§ What you will do
Each record below should be given again exactly as it reads.

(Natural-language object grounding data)
+---+
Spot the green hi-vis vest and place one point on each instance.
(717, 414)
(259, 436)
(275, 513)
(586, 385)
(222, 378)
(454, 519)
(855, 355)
+---+
§ Output of the task
Spot the green hi-vis vest and place one point on each instance.
(717, 414)
(259, 436)
(275, 513)
(586, 385)
(222, 378)
(454, 519)
(855, 355)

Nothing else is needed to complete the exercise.